→ WHAT YOU HAVE TO DO
Return the whole listing, keeping every character the same.

(Stored items)
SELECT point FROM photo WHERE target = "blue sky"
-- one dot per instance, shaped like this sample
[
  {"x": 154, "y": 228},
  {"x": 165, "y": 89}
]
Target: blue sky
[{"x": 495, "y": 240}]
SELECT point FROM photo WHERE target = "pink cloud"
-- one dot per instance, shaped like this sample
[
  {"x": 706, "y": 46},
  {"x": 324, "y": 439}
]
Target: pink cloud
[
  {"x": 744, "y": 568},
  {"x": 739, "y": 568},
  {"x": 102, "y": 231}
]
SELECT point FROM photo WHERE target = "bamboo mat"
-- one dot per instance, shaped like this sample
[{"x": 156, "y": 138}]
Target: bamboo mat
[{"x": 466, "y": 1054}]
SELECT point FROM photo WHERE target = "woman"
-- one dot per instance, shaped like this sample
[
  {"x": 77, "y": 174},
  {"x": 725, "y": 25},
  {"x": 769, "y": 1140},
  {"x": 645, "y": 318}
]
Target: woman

→ TASK RESULT
SELECT point FROM photo WHERE target = "blue sky"
-- one dot per instance, shaped like this sample
[
  {"x": 154, "y": 228},
  {"x": 165, "y": 89}
]
Target: blue sky
[{"x": 495, "y": 240}]
SELECT point FROM photo WHERE target = "pink cloud"
-- one dot per instance, shaped like this sample
[
  {"x": 706, "y": 46},
  {"x": 324, "y": 439}
]
Target: pink cloud
[
  {"x": 744, "y": 568},
  {"x": 739, "y": 568},
  {"x": 102, "y": 231}
]
SELECT point FROM photo WHERE target = "bamboo mat"
-- one dot per instance, shaped like this sample
[{"x": 156, "y": 138}]
Target: bamboo mat
[{"x": 466, "y": 1054}]
SELECT point FROM photo WHERE target = "woman"
-- one dot per instance, shaped like this sample
[
  {"x": 77, "y": 174},
  {"x": 725, "y": 25},
  {"x": 769, "y": 1140},
  {"x": 645, "y": 318}
]
Target: woman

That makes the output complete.